• [WHAT YOU HAVE TO DO]:
Update the items below by replacing every occurrence of "Put a marker on" with "Place a point on". Leave everything else unchanged.

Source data
________________
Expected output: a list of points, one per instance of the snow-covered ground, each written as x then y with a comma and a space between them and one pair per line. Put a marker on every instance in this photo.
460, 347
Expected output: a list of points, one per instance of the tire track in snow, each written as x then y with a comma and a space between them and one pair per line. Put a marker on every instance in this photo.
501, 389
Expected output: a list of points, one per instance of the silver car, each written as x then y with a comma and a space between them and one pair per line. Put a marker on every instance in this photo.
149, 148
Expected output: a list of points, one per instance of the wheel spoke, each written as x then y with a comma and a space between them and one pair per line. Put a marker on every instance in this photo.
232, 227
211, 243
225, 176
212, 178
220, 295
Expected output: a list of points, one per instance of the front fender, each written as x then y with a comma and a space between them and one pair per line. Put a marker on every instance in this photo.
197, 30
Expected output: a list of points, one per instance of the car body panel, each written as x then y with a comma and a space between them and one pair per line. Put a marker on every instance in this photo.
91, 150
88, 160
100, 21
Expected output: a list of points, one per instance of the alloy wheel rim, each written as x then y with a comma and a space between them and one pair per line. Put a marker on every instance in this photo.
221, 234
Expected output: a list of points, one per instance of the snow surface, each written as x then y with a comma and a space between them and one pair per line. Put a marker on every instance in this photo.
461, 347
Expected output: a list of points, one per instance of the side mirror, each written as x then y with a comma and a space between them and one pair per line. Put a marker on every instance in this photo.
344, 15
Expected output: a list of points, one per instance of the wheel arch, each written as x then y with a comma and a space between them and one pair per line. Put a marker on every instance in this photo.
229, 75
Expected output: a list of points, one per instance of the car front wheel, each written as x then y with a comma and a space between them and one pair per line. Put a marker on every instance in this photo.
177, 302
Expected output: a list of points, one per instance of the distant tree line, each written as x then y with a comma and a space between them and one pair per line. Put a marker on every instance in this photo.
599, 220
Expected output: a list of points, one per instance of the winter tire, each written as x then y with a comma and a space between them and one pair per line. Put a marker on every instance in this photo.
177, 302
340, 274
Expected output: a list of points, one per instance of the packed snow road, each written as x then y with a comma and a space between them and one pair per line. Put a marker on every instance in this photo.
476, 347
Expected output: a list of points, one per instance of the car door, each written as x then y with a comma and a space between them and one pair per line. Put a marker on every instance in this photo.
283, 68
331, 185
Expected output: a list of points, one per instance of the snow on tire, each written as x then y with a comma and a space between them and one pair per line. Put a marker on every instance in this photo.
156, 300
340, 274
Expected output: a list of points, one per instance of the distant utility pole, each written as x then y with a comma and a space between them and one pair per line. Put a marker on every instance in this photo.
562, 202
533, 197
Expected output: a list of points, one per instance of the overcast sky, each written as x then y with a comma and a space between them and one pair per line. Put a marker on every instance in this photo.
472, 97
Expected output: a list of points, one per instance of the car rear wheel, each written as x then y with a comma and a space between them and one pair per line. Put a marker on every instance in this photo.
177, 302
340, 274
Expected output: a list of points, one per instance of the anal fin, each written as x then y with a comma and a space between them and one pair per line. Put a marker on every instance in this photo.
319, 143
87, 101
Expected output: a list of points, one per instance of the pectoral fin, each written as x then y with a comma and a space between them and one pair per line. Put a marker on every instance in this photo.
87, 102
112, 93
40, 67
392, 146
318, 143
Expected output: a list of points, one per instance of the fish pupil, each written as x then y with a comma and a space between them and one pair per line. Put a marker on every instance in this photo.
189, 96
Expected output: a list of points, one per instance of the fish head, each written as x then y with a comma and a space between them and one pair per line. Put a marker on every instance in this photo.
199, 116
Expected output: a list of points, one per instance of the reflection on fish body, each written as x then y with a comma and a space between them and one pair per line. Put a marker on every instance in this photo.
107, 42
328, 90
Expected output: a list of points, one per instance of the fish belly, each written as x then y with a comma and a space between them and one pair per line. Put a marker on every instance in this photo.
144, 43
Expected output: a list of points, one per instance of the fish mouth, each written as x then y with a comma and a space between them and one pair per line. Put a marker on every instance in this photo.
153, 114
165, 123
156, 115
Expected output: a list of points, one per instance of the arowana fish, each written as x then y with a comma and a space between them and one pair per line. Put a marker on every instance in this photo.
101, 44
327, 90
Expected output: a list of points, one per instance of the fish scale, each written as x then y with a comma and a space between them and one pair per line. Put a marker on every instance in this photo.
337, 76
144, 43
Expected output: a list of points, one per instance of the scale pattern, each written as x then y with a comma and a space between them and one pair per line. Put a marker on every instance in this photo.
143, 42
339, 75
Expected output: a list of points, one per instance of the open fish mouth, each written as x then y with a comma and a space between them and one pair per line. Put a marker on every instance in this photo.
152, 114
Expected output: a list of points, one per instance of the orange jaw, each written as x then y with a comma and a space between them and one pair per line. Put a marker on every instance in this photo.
________________
• [CORRECT RESULT]:
Expected output: a list of points, one per instance of the snow-covered ground, each written as x then y with a comma and a space between them and one pair per line. Place a point on every instance in this photo.
460, 347
Expected output: a list of points, one per instance of the tire track in snow, each written as x then y with a comma and a space between them and one pair per line. Place a point on every instance in this photo.
501, 389
Expected output: a list of points, one per instance of the silver car, each written as x then y with a comma and a space between them and one pair per line. Place a point on every instance in this photo.
149, 148
Expected output: a list of points, one per instance of the wheel spoke, each written as x then y with a comma and a space between them and one pair per line. Place a point on every instance in this photo.
232, 227
211, 243
225, 176
212, 178
220, 295
Expected output: a list of points, one per instance of the front fender, each written as x then y with a comma and a space between them and one pair per line. Place a point on every instance in this photo.
197, 30
Expected output: a list of points, one per instance of the car body panel, each written as x then y with a comma and a space between them and one pair per line. Place a point on every instance in this photo.
91, 150
88, 160
100, 21
Expected output: a list of points, one per instance of the alloy wheel rim, each written as x then y with a comma and a space between them and one pair per line. Place a point on every instance in this photo.
221, 234
Expected output: a list of points, one per instance of the snow surface, each written as x then y with a comma and a space between them and one pair per line. Place a point on every instance in this photo.
461, 347
Expected output: a list of points, one per instance of the side mirror, each written as x then y with a comma and a space between them and one pair per line. Place a point on every instance in this photo.
344, 15
Expected output: a list of points, one per instance of the wheel arch, each written as x then y with a comma and a space between them and one pair per line. Place a point on every instance in this photo.
229, 75
Expected output: a list of points, one per instance of the car front wheel, each written as x then y with a comma and a space between them and one pair per line. Place a point on every instance in this photo.
177, 302
Expected output: a list of points, one per instance of the distant tree line, each written as x then y with a comma and a space between them and one pair per line. Place a point on every instance in this photo.
599, 220
Expected output: a list of points, one per instance of the winter tire, each written as x then y with a comma and a space between them and one pair per line. Place a point on every instance in this photo.
177, 302
340, 274
Expected output: a list of points, one per instance of the packed snow road, each written as x then y with a comma and a space between them and one pair per line. Place a point on every instance in this photo.
476, 347
Expected output: a list of points, one per instance of the car door, each written as x then y with a comma and a space between them and one pair per line. Place a point on every instance in this photo.
283, 68
331, 185
Expected output: a list of points, one per instance of the snow on tire, each written as x then y with a comma and a space between them and one pair per line. Place a point on every instance in this photo.
156, 300
340, 274
Expected output: a list of points, one per instance of the distant utility pole, each written as x then y with a comma and a space between them and one pair per line. Place a point on every instance in this photo.
562, 202
533, 197
Expected output: a list of points, one per instance of the overcast sky, each written as x then y with a comma and a space between them and one pair per line. Place a point on every instance in this photo.
472, 97
Expected output: a list of points, one per instance of the car rear wheel, each written as x then y with a comma and a space between them and one pair per line. Place a point on every instance in this photo.
177, 302
340, 274
Expected output: a list of points, one per instance of the anal fin, each written as x then y with a comma and a space between them and one pair per line. Place a point on every instance in this photo.
319, 143
87, 101
Expected output: a list of points, one per instance of the pectoral fin, each written as x then y with a comma and a space between them and one pair per line. Place a point on every instance in this photo.
87, 102
112, 93
40, 67
392, 146
318, 143
Expected output: a list of points, one per instance of the fish pupil, each written as x then y with a comma and a space between them and one pair per line. Place a point on every instance in this photo.
189, 96
Expected output: a list of points, one per instance of the fish head, each written as x then y with a comma and a space between them and one pair per line. Place a point on every instance in this photo.
199, 116
Expected output: a list of points, one per instance of the reflection on fish body, each written as x then y with a comma and a space between them and one pair per line. Place a point on every instance in this photo.
107, 42
328, 90
Expected output: a list of points, one per instance of the fish belly, each written as x then y with a comma and a space between them and one pair per line. Place a point on every instance in this photo.
144, 43
Expected output: a list of points, one per instance of the fish mouth, each written as x then y with a comma and a space between them and one pair per line. Place a point on every instance in this photo.
153, 114
165, 123
156, 115
Expected output: a list of points, one per instance of the arowana fish, each written as x then y with a comma and a space between them and one pair per line. Place a point on every instance in this photo.
101, 44
327, 90
Expected output: a list of points, one per instance of the fish scale, each written as x then y with a comma and a space between them and one pair per line. Place a point on every instance in this photo.
337, 76
144, 43
Expected output: a list of points, one per instance of the scale pattern, each written as x then y with a comma and a space between them and one pair per line. Place a point on every instance in this photo.
143, 42
339, 75
Expected output: a list of points, one per instance of the open fish mouth, each written as x then y with a comma and a space between them and one pair per line. Place a point on every instance in this photo.
152, 114
Expected output: a list of points, one per instance of the orange jaw, each written as x then y with a comma and a space between them and one pair per line. Place a point on every instance in this photo.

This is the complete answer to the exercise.